• **Problem details**
Determine how many lines in the records include "vertical". Write the number and nothing more.

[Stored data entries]
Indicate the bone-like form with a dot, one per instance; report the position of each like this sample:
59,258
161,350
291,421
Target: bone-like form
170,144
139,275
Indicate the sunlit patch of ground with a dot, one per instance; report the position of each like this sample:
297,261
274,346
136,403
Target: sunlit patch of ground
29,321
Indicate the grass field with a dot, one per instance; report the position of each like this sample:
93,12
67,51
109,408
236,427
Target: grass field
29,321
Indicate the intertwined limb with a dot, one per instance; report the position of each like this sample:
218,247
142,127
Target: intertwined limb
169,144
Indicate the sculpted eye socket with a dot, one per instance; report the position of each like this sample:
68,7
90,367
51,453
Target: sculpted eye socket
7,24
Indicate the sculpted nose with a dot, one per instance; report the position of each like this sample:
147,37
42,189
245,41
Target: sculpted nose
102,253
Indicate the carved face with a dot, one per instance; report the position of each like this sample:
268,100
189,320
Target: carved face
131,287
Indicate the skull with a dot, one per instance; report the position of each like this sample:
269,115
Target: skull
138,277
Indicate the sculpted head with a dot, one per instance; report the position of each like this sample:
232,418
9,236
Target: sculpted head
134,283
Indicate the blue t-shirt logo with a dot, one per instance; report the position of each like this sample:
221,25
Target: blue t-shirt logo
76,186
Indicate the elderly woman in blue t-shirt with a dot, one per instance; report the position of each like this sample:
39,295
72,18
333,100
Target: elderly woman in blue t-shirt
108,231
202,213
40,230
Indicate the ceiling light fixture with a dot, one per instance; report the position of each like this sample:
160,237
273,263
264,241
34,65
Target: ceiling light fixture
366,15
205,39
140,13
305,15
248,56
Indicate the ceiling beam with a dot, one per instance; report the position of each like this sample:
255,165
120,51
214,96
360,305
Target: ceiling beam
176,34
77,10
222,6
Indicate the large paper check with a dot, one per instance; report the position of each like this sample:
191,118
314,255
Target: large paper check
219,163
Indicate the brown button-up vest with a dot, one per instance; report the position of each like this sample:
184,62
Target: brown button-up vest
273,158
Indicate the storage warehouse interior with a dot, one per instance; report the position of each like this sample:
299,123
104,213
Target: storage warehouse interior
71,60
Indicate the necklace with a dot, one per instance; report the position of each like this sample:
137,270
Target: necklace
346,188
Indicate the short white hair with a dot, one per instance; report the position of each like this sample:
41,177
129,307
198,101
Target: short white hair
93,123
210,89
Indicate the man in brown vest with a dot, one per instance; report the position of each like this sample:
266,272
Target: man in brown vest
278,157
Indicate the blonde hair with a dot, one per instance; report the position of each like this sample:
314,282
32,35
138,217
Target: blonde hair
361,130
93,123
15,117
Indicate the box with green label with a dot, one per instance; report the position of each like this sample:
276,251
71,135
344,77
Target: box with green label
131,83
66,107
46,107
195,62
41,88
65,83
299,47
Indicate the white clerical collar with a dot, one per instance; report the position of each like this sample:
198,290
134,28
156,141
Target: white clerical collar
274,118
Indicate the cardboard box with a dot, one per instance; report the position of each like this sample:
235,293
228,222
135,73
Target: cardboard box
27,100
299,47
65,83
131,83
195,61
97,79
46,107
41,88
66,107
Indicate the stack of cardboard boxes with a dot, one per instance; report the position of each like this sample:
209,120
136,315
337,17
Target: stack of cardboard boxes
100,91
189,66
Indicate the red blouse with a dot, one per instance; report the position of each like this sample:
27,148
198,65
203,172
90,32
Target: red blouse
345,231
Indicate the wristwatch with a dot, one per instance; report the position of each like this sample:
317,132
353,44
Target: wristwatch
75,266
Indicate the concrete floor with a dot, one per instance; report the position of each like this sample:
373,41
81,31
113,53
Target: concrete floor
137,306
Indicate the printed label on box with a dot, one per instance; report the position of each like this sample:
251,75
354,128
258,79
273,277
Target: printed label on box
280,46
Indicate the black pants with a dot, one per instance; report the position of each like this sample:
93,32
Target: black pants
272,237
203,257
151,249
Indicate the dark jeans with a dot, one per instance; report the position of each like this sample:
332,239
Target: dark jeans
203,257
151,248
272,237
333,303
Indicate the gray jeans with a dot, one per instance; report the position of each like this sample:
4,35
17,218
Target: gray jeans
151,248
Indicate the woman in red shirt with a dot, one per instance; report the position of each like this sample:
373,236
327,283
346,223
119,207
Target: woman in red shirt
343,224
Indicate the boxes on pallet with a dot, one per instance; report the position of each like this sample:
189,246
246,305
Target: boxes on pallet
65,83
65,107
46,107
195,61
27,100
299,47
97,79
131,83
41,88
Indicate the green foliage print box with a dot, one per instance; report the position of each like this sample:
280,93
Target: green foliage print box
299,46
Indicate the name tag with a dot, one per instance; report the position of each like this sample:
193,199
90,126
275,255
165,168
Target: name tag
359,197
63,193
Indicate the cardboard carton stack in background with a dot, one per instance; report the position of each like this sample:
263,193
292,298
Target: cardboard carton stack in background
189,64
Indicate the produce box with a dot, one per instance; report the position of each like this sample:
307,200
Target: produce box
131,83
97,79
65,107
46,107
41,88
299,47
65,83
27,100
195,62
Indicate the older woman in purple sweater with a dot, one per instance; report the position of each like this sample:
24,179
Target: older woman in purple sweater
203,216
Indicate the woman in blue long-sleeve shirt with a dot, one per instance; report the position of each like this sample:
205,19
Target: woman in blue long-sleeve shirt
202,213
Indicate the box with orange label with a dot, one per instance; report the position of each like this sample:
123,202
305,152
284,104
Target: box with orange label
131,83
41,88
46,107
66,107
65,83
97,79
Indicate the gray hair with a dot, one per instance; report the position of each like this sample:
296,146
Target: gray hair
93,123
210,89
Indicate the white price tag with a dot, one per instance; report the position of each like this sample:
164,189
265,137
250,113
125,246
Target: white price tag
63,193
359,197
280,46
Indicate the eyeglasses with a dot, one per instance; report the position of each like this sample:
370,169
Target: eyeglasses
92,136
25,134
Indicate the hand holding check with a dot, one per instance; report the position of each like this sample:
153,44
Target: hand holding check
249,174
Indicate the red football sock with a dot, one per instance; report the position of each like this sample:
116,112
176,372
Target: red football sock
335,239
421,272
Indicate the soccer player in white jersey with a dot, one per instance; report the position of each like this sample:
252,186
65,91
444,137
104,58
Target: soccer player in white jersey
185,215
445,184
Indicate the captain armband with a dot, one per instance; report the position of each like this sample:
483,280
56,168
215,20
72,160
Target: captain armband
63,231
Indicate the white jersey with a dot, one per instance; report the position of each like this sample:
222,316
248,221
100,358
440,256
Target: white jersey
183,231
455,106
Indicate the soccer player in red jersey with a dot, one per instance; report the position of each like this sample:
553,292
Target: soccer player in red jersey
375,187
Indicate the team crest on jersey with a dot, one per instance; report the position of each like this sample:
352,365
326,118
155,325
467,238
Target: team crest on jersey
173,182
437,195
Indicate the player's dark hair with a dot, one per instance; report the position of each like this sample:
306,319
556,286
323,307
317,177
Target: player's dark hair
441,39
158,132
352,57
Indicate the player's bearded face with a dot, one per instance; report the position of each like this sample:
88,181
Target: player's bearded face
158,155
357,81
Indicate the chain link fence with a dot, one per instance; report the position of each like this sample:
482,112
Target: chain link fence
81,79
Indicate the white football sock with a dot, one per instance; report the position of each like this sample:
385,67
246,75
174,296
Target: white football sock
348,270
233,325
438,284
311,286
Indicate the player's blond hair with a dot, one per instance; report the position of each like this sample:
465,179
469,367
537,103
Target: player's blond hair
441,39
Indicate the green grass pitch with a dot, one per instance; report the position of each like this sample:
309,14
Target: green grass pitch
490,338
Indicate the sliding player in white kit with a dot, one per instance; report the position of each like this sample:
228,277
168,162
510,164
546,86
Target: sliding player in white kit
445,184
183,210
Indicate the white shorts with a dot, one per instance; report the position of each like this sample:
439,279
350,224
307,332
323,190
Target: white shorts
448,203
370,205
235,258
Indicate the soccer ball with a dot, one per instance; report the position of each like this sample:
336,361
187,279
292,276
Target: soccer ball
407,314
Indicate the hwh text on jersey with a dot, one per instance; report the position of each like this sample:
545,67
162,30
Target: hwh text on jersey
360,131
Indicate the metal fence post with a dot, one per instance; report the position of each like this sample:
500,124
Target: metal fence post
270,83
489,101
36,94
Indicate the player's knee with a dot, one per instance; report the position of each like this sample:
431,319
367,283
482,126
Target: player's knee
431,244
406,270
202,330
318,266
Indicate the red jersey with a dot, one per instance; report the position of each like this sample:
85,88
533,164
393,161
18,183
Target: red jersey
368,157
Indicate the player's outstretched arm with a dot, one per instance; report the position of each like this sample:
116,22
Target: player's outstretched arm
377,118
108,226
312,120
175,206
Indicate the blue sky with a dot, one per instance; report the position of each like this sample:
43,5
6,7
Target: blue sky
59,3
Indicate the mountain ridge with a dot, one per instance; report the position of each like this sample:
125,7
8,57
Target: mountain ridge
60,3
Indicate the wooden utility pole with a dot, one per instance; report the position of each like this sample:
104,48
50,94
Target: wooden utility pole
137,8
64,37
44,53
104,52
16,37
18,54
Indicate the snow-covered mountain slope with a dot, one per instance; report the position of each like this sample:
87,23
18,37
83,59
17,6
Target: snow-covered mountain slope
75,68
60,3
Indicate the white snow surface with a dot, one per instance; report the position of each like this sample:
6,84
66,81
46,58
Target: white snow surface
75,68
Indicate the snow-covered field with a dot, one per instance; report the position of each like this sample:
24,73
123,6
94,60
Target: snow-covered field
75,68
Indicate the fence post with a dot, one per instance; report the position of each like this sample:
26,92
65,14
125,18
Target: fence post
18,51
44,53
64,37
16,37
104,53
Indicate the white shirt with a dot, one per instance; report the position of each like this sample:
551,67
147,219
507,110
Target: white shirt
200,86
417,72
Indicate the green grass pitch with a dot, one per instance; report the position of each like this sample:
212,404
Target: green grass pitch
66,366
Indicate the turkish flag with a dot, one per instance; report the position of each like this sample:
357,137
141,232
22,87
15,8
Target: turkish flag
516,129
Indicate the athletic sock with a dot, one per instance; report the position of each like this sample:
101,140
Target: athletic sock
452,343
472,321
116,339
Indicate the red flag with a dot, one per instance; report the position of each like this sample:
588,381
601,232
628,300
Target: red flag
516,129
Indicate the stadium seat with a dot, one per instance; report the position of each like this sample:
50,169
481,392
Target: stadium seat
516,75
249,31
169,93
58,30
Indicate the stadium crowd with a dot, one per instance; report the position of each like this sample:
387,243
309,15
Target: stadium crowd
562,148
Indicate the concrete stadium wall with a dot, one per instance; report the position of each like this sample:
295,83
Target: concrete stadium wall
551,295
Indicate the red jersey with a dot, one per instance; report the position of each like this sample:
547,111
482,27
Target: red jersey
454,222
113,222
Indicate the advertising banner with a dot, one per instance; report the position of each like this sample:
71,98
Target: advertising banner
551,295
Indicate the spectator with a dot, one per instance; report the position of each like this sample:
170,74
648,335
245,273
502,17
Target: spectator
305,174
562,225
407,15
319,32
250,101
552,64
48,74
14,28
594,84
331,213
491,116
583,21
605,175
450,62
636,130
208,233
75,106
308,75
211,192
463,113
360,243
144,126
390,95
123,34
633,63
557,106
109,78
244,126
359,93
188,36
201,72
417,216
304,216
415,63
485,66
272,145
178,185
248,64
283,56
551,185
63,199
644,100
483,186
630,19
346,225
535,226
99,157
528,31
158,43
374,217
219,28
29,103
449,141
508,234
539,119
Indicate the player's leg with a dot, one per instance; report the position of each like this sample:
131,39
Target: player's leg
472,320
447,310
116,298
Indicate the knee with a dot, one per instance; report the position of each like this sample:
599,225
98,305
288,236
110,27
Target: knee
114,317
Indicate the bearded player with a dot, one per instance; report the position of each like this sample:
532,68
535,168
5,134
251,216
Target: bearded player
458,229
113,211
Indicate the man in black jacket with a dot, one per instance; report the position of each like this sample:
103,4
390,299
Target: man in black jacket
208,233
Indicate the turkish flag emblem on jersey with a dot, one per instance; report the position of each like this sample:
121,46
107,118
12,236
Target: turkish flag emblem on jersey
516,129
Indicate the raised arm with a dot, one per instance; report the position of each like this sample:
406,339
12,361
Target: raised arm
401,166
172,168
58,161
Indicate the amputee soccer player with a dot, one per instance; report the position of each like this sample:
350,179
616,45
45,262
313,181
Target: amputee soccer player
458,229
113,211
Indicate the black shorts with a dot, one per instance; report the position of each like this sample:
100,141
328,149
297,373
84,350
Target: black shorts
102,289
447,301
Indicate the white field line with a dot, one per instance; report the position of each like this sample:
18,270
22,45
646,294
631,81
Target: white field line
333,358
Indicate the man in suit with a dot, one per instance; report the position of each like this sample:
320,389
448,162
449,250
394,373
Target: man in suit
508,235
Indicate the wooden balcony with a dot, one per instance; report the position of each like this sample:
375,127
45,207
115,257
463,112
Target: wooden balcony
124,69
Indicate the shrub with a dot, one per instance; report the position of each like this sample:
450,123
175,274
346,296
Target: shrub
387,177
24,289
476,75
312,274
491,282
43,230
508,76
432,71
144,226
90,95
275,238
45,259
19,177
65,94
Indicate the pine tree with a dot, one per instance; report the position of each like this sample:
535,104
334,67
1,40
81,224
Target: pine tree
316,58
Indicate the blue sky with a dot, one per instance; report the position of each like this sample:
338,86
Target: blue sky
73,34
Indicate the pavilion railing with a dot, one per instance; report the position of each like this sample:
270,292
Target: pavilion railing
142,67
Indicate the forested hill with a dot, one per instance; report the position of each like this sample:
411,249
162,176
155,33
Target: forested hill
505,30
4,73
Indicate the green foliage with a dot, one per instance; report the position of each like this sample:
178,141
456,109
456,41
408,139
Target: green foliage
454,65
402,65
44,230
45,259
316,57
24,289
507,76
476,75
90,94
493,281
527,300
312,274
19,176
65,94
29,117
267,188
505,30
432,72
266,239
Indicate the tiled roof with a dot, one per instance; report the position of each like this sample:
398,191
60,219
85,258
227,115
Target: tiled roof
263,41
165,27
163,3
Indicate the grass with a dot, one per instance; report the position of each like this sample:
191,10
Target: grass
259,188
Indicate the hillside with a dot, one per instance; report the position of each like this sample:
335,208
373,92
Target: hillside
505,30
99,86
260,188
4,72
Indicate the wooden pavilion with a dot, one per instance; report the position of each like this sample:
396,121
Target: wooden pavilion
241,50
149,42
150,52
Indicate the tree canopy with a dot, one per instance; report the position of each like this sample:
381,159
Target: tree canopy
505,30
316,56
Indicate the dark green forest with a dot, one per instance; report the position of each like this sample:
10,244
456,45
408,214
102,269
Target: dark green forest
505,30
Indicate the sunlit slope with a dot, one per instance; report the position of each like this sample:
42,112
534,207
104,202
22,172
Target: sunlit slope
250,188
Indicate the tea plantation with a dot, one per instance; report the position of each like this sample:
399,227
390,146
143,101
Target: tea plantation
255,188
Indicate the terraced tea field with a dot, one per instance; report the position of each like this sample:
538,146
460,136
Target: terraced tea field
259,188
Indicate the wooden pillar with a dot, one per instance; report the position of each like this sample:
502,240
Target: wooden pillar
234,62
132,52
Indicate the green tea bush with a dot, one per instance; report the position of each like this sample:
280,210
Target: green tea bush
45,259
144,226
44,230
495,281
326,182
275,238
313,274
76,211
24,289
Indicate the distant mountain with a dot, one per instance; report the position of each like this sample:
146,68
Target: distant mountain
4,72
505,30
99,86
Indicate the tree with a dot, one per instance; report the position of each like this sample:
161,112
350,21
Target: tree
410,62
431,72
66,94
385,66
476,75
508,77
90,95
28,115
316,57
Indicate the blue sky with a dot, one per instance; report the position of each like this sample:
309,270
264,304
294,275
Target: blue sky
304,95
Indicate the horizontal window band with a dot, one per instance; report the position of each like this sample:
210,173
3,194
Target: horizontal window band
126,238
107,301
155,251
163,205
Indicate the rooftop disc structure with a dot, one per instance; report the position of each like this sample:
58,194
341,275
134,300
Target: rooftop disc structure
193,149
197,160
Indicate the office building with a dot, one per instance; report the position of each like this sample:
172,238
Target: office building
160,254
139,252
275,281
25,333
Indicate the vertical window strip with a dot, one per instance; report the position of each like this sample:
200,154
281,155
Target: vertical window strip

• **Answer space**
2